### REQUEST
Write out only the lines running from the one that contains "Objective — one dot per instance of the sunglasses" to the end of the material, both ends included.

### INPUT RECORDS
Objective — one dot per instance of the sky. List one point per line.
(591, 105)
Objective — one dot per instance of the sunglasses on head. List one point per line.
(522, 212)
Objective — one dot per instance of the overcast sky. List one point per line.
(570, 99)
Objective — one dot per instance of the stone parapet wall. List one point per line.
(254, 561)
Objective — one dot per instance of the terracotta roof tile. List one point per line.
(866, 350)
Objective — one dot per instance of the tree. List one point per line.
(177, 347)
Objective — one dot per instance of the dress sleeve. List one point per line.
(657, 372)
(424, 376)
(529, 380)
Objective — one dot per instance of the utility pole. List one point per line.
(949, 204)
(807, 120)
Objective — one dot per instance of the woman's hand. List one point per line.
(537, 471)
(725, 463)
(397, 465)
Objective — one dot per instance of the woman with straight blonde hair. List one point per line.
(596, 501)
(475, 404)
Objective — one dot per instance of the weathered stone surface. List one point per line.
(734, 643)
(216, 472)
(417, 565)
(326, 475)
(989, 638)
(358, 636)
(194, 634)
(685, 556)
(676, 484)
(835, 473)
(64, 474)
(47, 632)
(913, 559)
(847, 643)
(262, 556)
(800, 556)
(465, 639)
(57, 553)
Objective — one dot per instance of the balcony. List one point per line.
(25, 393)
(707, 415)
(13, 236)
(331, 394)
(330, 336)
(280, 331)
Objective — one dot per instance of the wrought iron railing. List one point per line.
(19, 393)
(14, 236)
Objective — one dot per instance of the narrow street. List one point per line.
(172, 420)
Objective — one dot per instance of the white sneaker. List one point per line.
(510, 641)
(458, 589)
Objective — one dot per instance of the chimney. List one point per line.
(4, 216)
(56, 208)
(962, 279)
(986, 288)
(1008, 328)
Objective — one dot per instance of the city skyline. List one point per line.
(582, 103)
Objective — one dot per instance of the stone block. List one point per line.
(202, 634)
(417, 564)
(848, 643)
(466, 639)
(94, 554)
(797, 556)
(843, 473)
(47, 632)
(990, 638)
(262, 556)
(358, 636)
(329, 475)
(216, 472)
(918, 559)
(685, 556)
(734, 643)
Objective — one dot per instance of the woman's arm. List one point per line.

### ANSWER IN FULL
Objective — one dot per instance of the sunglasses on head. List one point per line.
(522, 212)
Objective — one dot per instance of the overcast sky. List one point per line.
(570, 99)
Objective — one dot per instance of the stone parapet wall. List one point per line.
(254, 561)
Objective — one dot per instance of the terracotta roof tile. List one point per line.
(866, 350)
Objective — one dot per instance of the tree. List one point per line.
(177, 347)
Objective — one dot per instance of the dress sleeve. List one point per line.
(657, 372)
(424, 376)
(529, 380)
Objective — one dot per instance of the utility pole. List one point per line.
(949, 204)
(807, 120)
Objective — one dot per instance of the woman's hand. List one point per line.
(537, 471)
(725, 463)
(397, 465)
Objective — one dot per instance of the woman with straight blonde hair. List one point per line.
(596, 501)
(475, 404)
Objective — one dot per instance of the weathered stone surface. List one point per line.
(734, 643)
(216, 472)
(417, 565)
(326, 475)
(989, 638)
(358, 636)
(194, 634)
(685, 556)
(676, 484)
(835, 473)
(64, 474)
(47, 632)
(913, 559)
(847, 643)
(262, 556)
(800, 556)
(465, 639)
(57, 553)
Objective — one dot per instance of the balcony. List one point per line.
(25, 393)
(707, 415)
(13, 236)
(331, 394)
(330, 336)
(280, 331)
Objective — one dot per instance of the wrought iron railing. List one point per line.
(19, 393)
(14, 236)
Objective — one dot per instance of the narrow street. List one point per line.
(172, 420)
Objective — one dot per instance of the white sneaker. List one point per line.
(510, 641)
(458, 589)
Objective — one dot per instance of the chimney. List one point per line.
(4, 216)
(56, 208)
(962, 279)
(986, 288)
(1008, 328)
Objective — one dot per instance of the city skyline. List one point per line.
(582, 103)
Objective — one dot per instance of the stone block. List one point per line.
(202, 634)
(417, 564)
(848, 643)
(466, 639)
(94, 554)
(797, 556)
(843, 473)
(47, 632)
(990, 638)
(262, 556)
(358, 636)
(329, 475)
(216, 472)
(918, 559)
(685, 556)
(734, 643)
Objective — one dot per instance of the woman's arm. List one point per line.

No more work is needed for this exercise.